__TEXTE À LIRE__:
Dans une société civile de construction-vente (SCCV), un associé s'oppose à un appel de fonds de la société et l’assemblée générale des associés décide la mise en vente forcée de ses parts sociales, comme le permet l’article L 211-3 du Code de la construction et de l’habitation. Deux ans après la vente de ces parts par adjudication, une assemblée générale extraordinaire vote la prorogation de la durée de la SCCV. Ayant obtenu l’annulation de la décision d'exclusion et de la vente de ses parts, l’associé évincé agit en nullité de l’assemblée ayant décidé la prorogation en faisant valoir qu’il n’y avait pas été convoqué. Une cour d’appel rejette cette demande en retenant qu’il ne pouvait pas reprocher à la SCCV de ne pas l’avoir convoqué, alors qu’il avait été évincé de la société deux ans plus tôt.

Censure de la Cour de cassation : l’annulation de la délibération excluant un associé a pour effet de le rétablir rétroactivement dans ses droits d’associé. A la suite de l’annulation de son exclusion, l'intéressé avait donc rétroactivement retrouvé sa qualité d’associé au sein de la SCCV.

A noter :

1° Décision rendue sous l’empire du régime actuel des nullités et qui illustre le risque de nullités en cascade.

Les délibérations d’assemblée dont la nullité est prononcée sont censées n'avoir jamais existé (cf. C. civ. art. 1178, al. 2) et doivent être considérées comme n'ayant produit aucun effet. Un associé exclu retrouve donc rétroactivement sa qualité d’associé lorsque la décision prononçant son exclusion est annulée. Or le défaut de convocation d’un associé à une assemblée est une cause de nullité des assemblées (Cass. 3e civ. 21-10-1998 n° 96-16.537 P : RJDA 12/98 n° 1371). En cas d’annulation d’une exclusion d’associé, toutes les assemblées convoquées entre l’exclusion et l’annulation peuvent être remises en cause.

__CONSIGNE__:
Poursuivez le texte sur l'annulation de l'exclusion d'un associé après sa dernière phrase. Les lignes qui suivent n'ont aucun rôle ici.

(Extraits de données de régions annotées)

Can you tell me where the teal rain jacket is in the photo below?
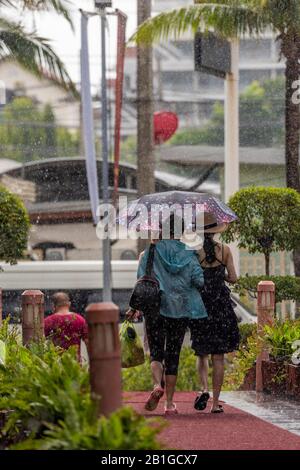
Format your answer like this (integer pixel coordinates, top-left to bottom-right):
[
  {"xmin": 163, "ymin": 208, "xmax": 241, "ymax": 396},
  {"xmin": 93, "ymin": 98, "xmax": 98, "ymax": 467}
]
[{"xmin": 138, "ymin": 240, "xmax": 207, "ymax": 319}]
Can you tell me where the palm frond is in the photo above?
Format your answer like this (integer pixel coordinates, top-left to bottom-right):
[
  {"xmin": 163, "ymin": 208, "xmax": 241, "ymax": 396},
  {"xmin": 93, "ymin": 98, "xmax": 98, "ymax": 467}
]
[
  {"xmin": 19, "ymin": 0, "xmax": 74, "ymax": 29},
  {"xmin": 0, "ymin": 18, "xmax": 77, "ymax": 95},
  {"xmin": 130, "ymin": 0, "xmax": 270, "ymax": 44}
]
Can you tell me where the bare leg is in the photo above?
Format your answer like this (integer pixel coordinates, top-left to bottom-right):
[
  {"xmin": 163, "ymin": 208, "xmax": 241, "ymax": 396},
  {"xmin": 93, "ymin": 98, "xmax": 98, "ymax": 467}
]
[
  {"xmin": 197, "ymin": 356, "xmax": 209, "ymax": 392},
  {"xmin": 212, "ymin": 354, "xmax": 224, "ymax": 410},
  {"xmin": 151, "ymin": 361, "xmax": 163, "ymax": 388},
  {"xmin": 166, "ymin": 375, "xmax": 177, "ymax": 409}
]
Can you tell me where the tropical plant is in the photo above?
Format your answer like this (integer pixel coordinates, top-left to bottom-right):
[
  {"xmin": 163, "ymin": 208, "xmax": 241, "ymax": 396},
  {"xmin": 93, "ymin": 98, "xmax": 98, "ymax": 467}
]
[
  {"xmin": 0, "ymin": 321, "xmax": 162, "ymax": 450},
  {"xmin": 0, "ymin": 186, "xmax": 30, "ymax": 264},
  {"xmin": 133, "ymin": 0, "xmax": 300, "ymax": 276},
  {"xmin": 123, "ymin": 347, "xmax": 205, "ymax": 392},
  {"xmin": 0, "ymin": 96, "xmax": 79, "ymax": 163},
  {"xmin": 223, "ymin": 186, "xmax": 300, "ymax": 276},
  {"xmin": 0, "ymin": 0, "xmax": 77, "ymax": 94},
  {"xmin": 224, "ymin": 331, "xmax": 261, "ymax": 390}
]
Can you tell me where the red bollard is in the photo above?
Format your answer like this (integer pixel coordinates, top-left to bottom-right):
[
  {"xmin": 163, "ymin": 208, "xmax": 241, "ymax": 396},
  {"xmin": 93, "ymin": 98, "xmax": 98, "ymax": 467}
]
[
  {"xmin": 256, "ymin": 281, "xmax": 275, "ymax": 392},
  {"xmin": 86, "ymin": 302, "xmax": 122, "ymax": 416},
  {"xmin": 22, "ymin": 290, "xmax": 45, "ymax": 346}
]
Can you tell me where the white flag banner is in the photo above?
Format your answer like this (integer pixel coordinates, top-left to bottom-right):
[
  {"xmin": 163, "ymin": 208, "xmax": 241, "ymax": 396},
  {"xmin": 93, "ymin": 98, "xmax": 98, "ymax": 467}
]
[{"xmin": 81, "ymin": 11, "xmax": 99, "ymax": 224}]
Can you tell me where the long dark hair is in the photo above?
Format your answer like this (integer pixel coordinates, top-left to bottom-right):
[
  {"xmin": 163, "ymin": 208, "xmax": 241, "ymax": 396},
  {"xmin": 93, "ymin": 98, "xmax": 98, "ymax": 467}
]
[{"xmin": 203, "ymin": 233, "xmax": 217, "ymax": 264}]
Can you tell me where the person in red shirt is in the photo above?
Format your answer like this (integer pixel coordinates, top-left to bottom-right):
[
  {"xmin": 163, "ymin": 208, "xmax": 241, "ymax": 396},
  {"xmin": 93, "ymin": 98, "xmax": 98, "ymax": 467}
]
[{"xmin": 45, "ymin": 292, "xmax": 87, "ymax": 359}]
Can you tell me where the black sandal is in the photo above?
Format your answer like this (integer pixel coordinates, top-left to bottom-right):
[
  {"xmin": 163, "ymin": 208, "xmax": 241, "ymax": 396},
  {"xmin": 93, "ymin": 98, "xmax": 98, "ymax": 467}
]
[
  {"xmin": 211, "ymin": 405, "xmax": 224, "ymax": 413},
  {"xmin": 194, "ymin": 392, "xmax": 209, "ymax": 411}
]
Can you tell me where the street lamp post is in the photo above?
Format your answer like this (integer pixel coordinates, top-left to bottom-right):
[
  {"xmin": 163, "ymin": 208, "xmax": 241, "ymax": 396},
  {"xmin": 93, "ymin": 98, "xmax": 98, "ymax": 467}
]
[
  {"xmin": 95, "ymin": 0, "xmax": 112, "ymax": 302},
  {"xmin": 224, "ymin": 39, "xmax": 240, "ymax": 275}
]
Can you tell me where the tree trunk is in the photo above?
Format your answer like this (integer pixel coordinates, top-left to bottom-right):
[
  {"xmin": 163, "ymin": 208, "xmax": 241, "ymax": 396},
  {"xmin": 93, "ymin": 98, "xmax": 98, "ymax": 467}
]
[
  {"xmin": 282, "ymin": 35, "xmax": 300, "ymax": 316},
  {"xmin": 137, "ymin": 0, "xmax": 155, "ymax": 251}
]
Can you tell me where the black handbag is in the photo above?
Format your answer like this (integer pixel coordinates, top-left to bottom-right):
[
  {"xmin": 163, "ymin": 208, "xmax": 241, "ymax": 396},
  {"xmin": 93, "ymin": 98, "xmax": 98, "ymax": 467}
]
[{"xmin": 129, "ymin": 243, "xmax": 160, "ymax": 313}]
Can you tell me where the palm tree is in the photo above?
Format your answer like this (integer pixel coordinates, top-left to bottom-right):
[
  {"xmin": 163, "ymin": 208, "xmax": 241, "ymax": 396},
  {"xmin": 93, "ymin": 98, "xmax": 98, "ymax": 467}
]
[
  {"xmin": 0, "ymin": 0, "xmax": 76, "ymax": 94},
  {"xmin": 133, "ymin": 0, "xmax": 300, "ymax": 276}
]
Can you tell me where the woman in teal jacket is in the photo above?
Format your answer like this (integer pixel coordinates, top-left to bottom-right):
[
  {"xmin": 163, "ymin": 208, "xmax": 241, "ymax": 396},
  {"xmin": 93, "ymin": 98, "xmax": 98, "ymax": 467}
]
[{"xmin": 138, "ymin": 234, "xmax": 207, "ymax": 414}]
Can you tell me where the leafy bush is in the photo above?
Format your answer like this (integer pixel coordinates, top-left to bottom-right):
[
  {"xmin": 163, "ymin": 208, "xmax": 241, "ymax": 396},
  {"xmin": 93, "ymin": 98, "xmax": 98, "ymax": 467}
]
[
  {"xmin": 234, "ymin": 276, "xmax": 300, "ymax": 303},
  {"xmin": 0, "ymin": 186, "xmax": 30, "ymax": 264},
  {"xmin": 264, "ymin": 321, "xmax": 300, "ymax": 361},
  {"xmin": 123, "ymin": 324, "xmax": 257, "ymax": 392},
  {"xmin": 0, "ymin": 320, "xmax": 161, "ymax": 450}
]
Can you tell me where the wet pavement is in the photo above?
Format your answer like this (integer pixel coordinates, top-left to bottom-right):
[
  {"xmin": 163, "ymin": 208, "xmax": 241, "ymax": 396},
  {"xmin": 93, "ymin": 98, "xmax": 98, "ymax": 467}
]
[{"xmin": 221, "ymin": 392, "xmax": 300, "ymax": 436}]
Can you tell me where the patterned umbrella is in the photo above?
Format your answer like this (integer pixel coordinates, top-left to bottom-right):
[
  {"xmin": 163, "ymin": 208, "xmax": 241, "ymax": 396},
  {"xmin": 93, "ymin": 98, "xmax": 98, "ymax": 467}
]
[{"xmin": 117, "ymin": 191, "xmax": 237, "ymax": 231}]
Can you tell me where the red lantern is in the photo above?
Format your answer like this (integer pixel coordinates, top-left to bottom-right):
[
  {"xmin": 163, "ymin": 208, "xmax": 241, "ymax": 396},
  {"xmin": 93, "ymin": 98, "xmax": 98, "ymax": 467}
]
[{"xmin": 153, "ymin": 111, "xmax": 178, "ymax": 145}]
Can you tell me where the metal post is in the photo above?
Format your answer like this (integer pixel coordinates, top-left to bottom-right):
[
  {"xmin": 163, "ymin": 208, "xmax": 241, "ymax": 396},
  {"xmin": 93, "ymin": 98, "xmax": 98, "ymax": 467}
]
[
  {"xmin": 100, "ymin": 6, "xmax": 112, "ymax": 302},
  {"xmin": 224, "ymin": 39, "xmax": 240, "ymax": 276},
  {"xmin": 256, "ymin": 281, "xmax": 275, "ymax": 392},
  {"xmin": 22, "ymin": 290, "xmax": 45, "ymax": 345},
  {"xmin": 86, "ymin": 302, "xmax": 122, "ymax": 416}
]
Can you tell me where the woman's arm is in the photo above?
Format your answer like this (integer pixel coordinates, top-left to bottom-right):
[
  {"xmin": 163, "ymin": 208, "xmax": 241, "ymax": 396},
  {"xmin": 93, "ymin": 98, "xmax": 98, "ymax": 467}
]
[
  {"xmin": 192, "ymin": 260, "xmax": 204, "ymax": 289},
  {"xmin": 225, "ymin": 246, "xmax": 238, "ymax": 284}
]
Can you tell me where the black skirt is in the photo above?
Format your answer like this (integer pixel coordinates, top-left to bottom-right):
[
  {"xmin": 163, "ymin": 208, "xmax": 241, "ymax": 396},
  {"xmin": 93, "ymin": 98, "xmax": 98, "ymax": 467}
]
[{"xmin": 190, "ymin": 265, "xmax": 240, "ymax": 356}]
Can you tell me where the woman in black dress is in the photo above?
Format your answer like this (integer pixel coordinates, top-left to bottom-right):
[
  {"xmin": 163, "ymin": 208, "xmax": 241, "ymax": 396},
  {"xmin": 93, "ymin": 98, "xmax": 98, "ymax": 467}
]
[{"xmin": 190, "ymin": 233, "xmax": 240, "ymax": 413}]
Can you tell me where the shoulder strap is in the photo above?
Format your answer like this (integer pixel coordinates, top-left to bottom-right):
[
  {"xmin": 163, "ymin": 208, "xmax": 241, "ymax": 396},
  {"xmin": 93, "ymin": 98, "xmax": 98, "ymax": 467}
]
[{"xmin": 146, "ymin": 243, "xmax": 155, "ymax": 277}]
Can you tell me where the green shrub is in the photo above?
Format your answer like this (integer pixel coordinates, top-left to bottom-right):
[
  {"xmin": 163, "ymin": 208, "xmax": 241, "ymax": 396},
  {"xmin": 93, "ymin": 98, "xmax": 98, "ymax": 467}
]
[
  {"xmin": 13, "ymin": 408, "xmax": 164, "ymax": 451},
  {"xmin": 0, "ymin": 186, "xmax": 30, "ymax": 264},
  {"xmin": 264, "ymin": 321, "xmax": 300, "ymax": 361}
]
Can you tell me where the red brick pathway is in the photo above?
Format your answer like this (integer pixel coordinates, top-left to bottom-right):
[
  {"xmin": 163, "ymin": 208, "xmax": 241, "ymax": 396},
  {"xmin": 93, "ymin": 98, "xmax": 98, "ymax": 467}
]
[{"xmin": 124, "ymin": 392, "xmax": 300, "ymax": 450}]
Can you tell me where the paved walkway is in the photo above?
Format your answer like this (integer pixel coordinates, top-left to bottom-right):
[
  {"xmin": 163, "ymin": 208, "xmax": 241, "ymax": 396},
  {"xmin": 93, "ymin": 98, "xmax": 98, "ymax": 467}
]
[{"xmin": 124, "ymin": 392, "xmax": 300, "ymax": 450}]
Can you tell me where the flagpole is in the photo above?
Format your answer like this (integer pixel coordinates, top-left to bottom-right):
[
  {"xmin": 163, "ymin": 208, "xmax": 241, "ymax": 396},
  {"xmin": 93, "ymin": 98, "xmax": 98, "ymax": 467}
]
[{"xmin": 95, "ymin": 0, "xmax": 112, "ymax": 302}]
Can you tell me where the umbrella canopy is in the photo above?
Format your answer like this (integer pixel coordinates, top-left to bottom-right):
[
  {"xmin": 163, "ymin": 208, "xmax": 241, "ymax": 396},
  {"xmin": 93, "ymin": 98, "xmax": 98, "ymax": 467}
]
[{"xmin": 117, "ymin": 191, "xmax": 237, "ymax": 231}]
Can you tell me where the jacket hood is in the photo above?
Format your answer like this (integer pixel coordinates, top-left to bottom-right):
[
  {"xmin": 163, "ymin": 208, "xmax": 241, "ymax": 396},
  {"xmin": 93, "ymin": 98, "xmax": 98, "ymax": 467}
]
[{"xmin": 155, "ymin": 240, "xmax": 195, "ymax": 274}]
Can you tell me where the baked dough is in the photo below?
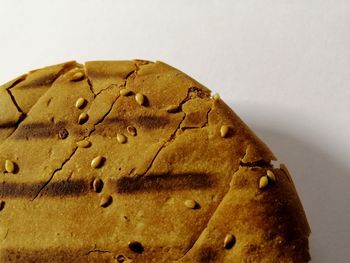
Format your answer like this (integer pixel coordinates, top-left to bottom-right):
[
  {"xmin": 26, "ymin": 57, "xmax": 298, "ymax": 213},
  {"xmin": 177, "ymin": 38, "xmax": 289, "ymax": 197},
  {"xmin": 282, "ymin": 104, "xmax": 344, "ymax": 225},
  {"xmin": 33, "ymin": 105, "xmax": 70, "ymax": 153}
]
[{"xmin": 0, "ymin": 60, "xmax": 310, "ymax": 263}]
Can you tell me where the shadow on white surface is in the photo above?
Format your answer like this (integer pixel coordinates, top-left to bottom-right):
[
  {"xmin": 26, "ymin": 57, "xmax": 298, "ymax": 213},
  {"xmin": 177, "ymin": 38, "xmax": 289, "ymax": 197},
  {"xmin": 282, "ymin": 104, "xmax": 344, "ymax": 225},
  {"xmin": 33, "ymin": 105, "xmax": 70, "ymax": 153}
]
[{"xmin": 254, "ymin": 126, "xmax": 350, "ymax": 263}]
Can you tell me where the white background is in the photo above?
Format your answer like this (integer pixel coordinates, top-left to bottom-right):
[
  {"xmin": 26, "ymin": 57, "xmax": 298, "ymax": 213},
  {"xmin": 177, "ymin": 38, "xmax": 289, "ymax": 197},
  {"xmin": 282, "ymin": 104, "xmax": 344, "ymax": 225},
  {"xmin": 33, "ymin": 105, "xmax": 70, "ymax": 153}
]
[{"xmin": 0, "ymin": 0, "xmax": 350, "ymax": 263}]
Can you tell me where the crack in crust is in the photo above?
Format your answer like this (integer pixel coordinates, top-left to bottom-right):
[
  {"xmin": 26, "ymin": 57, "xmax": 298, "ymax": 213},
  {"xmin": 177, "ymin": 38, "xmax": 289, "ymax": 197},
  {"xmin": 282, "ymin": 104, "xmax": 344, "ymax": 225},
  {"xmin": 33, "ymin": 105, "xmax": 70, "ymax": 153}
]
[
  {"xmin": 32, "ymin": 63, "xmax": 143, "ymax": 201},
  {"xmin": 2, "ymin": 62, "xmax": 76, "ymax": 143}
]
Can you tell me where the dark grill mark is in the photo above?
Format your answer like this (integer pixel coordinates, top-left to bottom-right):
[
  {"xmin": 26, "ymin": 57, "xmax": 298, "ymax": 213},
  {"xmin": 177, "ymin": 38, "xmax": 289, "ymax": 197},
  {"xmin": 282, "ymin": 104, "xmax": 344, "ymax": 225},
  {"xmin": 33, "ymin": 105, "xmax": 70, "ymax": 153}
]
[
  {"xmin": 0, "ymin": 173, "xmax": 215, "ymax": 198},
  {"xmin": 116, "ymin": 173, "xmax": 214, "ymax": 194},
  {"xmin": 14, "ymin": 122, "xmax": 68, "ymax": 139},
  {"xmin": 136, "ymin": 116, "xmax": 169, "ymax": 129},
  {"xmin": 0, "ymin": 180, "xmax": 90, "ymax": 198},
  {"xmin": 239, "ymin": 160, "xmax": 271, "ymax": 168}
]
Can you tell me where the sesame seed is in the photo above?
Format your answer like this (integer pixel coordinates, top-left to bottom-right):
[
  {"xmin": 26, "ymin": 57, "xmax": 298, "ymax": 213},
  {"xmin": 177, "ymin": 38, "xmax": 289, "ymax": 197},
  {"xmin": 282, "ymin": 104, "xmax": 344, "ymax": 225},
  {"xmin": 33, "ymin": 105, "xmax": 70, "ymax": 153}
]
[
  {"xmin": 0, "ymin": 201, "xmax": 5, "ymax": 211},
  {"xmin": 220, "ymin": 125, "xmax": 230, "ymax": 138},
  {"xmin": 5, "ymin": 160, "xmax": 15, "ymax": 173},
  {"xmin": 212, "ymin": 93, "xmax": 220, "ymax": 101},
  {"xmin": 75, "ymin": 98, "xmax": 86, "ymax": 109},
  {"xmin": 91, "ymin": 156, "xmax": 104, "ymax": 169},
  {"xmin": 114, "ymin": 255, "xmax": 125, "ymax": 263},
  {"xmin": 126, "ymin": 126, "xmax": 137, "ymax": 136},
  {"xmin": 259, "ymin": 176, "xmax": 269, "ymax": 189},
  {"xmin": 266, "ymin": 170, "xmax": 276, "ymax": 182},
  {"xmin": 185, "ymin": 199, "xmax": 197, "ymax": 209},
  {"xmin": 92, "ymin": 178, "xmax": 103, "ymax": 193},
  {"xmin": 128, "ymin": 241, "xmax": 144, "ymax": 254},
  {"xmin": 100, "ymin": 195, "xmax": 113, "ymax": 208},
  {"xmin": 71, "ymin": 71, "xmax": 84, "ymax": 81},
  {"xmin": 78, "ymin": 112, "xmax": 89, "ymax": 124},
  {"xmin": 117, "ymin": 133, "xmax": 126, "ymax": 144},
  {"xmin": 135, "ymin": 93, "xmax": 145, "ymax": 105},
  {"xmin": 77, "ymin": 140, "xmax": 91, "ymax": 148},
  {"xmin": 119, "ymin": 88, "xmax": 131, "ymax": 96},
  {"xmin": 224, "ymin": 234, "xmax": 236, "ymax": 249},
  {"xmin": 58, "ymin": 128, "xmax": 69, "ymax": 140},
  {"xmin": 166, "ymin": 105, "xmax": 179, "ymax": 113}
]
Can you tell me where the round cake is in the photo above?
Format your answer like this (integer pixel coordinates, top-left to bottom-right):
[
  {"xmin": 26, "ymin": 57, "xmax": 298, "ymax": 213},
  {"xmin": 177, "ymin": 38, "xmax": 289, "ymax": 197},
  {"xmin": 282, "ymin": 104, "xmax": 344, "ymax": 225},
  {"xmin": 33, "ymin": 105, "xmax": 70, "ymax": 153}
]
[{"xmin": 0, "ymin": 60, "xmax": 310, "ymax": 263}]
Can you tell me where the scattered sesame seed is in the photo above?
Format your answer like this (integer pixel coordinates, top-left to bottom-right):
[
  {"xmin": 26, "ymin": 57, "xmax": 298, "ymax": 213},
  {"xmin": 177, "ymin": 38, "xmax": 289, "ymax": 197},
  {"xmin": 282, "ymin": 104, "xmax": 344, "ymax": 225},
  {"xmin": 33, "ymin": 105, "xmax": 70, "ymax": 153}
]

__RÉPONSE ATTENDUE__:
Cette nullité est toutefois facultative pour les juges. Ces derniers limitent parfois les nullités en cascade en tenant compte de l'importance des conséquences de la nullité par rapport à la gravité de l'irrégularité qui en est la cause. Par exemple, a été rejetée la demande d'annulation de toutes les assemblées d’une société irrégulièrement convoquées pour avoir été tenues entre la cession des parts d'un associé et sa réintégration dans la société à la suite de l'annulation de la cession ; en effet, ces décisions n'étaient pas contraires à l'intérêt social puisque la société s'était développée durant cette période (CA Paris 5-1-2016 n° 14/21649 :  RJDA 4/16 n° 293).

Par ailleurs, la Cour de cassation a limité la possibilité d'annuler une assemblée de SARL pour convocation irrégulière d'un associé, en jugeant qu'une telle irrégularité n'entraîne la nullité que si elle a privé l'associé de son droit de prendre part à l'assemblée et si elle est de nature à influer sur le résultat du processus de décision (Cass. com. 29-5-2024 n° 21-21.559 F-B : RJDA 8-9/24 n° 458), mais l’occasion ne s’est pas présentée pour la Haute Juridiction d’indiquer si cette solution s'applique aux sociétés civiles.

Dans l’affaire commentée, l’associé évincé détenait la moitié du capital de la SCCV ; son vote pouvait donc modifier le sens de la décision. Toutefois, s’agissant d’une décision de prorogation, l’annulation de celle-ci entraînerait des conséquences majeures pour la société. Il a d'ailleurs été jugé que le refus de voter la prorogation pouvait être constitutif d'un abus de majorité (Cass. 3e civ. 7-12-2023 n° 22-18.665 FS-B :  RJDA 3/24 n° 159).  La Haute Juridiction n'indique pas si l'assemblée litigieuse doit ou non être annulée ; elle reproche seulement à la cour d'appel de ne pas avoir tenu compte de l'effet rétroactif de l'annulation de l'exclusion.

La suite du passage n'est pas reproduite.